- _STATED EXERCISE_
Extract verbatim every line from the one containing "In the photo above, where can the arched doorway" to the final line of the records below, inclusive, and exclude all pictures.

- _MATERIAL_
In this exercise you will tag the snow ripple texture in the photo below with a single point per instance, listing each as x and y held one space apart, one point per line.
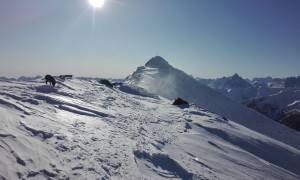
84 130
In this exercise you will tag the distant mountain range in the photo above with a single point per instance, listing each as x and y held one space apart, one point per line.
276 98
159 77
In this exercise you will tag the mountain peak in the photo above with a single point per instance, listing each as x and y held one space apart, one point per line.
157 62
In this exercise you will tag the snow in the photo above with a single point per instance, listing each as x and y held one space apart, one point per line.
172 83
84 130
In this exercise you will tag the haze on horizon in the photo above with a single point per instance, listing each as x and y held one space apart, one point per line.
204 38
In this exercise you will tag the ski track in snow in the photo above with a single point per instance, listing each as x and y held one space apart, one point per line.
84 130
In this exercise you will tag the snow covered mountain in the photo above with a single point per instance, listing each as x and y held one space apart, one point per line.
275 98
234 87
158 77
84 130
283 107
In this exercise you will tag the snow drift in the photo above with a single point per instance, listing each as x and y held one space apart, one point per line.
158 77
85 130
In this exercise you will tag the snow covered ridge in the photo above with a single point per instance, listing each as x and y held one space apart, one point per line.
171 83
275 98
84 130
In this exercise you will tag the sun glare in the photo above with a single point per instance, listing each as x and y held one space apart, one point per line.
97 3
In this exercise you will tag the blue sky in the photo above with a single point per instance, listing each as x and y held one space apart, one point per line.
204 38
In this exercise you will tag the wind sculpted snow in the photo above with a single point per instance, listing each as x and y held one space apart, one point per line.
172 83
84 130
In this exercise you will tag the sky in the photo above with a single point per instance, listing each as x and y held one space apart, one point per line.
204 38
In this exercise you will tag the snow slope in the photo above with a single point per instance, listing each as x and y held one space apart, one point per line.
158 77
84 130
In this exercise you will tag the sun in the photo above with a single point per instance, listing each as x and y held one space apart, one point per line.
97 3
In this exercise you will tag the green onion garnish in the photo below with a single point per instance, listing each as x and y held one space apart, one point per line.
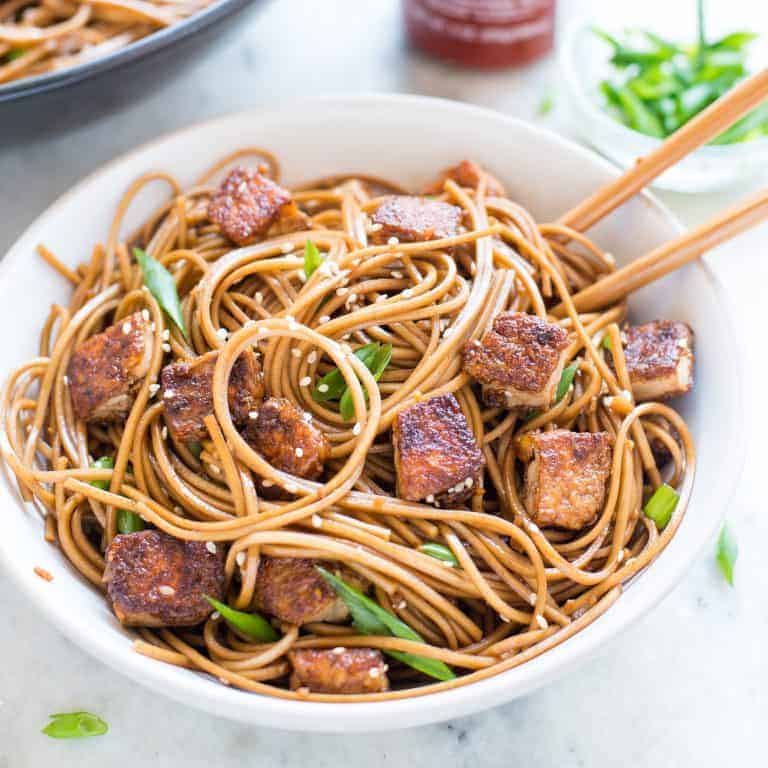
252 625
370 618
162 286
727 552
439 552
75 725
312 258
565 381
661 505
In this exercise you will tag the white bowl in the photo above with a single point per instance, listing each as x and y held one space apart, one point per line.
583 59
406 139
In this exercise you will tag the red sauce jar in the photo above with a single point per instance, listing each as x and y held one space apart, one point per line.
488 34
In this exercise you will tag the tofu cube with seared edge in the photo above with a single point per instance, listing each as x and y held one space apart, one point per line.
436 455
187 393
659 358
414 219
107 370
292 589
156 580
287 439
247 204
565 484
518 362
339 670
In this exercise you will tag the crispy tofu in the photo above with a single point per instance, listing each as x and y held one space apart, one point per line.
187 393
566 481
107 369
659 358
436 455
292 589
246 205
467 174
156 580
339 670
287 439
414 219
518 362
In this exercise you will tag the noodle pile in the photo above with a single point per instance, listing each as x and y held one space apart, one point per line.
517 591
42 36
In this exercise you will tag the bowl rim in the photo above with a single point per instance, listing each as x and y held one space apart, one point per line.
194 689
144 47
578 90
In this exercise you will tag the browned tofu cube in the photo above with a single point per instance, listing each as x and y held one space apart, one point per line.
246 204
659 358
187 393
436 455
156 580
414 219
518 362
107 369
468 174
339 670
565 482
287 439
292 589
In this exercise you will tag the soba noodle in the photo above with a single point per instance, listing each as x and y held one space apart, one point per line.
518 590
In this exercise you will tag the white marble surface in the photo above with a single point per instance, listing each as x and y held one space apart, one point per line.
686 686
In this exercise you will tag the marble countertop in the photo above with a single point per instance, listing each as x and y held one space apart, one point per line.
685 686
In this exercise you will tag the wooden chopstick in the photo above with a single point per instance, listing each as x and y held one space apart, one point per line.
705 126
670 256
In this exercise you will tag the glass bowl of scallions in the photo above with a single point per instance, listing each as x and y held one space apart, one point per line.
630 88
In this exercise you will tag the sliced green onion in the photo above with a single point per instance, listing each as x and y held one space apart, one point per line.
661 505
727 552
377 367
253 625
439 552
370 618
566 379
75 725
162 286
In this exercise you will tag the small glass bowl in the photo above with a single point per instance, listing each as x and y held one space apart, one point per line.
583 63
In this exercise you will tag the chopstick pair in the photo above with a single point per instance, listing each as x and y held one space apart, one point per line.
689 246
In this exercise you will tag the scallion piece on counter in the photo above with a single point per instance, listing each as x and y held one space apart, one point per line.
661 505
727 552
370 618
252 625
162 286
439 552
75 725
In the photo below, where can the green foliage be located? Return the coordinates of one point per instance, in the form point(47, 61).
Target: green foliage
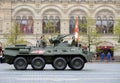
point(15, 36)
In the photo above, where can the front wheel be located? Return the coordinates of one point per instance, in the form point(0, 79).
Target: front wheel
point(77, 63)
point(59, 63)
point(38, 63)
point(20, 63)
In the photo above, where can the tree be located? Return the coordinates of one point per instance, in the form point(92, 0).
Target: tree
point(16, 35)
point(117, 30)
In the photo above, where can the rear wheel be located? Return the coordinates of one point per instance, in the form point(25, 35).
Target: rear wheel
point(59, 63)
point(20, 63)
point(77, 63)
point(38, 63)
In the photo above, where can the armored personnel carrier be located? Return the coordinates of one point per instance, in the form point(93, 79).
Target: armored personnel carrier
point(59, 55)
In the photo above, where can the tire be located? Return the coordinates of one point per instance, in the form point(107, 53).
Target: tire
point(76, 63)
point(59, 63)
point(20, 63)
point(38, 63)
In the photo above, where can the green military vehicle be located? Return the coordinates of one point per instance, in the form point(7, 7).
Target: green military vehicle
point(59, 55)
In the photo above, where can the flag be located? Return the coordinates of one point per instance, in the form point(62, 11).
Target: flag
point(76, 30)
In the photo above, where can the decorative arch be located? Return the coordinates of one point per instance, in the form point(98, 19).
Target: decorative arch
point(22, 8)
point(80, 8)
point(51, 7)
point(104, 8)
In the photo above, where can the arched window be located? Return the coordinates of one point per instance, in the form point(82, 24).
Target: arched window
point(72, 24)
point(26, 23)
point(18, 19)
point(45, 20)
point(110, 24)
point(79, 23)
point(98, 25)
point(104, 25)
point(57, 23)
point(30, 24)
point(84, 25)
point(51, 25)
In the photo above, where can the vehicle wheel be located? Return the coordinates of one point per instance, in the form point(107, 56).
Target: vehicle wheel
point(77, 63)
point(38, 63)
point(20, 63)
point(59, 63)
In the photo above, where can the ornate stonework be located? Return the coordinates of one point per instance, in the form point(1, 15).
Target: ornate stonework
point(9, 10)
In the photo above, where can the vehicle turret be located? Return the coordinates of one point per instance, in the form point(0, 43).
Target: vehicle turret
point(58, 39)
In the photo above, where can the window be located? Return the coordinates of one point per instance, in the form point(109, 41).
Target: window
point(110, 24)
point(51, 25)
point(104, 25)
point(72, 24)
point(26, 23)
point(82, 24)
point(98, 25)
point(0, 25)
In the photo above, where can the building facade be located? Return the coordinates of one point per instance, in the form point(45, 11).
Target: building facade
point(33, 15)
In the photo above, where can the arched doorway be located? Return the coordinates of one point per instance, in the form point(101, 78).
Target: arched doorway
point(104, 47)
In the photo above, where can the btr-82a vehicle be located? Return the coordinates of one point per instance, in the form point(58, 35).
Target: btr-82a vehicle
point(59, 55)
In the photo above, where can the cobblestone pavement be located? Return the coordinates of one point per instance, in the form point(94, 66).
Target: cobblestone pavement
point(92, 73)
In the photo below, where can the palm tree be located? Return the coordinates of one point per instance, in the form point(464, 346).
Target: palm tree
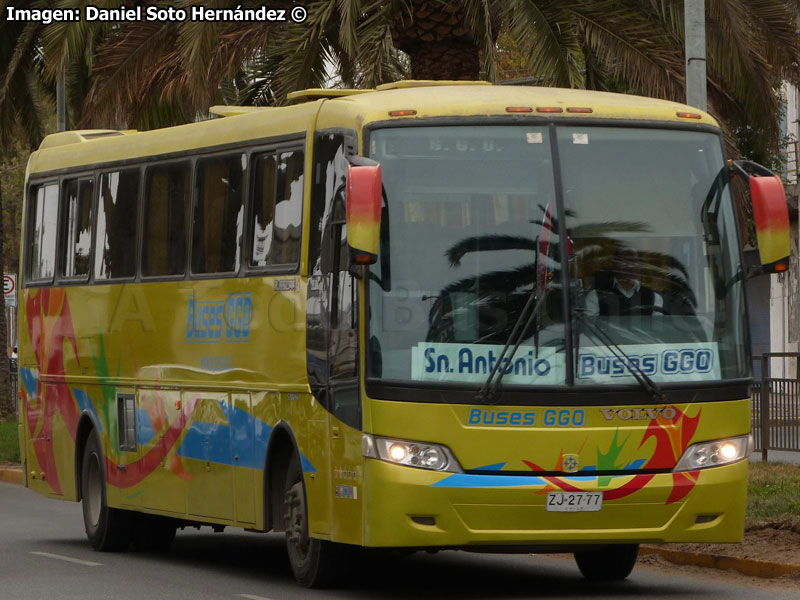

- _ANSWER_
In the photo above, where can the arched doorway be located? Return the coordinates of one point per instance, in the form point(101, 78).
Target: arched doorway
point(104, 47)
In the photo above, where can the btr-82a vehicle be located? Return the coordinates of one point per instance, in the form point(58, 35).
Target: btr-82a vehicle
point(59, 55)
In the photo above, where can the cobblestone pavement be located? Return the coordinates of one point per instance, in the form point(94, 66).
Target: cobblestone pavement
point(92, 73)
In the photo below, where can the palm tree be located? Return the coordinates of one point per instance, in the form point(464, 346).
Target: palm tree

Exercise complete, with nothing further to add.